WHAT NEEDS TO BE DONE » Copy exactly the lines of the material below, starting with the first and including the line that holds "344L364 360L388 370H408L423".

GIVEN RECORDS »
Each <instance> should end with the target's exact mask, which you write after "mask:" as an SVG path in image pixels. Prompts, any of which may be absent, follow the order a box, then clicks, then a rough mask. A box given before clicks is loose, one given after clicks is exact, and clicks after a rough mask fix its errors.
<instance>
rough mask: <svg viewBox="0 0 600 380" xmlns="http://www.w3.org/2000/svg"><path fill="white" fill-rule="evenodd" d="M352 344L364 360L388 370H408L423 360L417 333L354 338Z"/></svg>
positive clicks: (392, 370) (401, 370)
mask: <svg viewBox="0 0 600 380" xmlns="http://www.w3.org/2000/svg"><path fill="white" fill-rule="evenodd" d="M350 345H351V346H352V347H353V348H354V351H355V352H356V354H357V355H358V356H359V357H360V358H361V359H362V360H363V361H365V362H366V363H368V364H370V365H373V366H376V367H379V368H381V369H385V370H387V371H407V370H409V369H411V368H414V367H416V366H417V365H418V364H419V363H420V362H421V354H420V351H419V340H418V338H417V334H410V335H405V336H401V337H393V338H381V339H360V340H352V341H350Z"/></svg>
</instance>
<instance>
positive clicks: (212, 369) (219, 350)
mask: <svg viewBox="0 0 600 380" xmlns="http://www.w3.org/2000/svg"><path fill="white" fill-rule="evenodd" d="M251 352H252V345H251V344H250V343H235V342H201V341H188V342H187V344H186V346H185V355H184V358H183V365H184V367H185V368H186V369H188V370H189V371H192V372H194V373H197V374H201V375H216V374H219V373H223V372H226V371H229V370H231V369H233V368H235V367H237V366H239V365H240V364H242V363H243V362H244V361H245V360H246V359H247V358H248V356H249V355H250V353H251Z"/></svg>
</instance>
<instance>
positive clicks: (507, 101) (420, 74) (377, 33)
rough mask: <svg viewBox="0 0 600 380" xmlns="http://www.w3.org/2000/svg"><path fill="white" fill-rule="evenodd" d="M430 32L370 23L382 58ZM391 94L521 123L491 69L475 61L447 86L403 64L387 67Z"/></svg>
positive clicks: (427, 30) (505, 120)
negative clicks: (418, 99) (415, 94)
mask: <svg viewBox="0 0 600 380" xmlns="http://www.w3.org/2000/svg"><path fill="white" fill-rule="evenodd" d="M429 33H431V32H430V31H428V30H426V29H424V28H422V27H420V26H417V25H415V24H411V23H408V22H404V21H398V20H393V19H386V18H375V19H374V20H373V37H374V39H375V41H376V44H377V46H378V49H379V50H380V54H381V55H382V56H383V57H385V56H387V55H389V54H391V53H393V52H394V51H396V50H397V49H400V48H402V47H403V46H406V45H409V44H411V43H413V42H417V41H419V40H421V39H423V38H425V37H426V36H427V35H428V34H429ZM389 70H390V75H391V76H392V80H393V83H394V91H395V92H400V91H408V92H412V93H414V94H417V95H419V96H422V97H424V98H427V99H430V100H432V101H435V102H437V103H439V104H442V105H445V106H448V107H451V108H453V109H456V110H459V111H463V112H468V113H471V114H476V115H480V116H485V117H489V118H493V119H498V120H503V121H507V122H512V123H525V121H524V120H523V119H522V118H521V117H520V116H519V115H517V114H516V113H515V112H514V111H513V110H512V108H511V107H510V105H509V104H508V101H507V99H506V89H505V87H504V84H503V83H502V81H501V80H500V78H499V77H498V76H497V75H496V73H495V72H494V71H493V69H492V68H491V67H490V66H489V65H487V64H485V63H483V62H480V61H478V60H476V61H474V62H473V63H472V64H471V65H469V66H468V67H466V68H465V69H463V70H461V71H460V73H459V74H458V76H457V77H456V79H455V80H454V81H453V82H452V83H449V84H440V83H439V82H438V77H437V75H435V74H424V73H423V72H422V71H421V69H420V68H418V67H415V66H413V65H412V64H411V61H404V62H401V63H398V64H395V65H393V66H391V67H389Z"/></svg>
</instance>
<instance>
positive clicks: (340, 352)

SOLUTION BELOW »
Each <instance> should end with the target's exact mask, which you write after "mask:" as an SVG path in image pixels. Prompts, any of which may be absent, follow the order a box, then clicks, then a rough mask. A box given before clicks is loose, one given after clicks is exact, and clicks after a rough mask fix its errors.
<instance>
rough mask: <svg viewBox="0 0 600 380" xmlns="http://www.w3.org/2000/svg"><path fill="white" fill-rule="evenodd" d="M352 344L364 360L388 370H408L423 360L417 333L354 338Z"/></svg>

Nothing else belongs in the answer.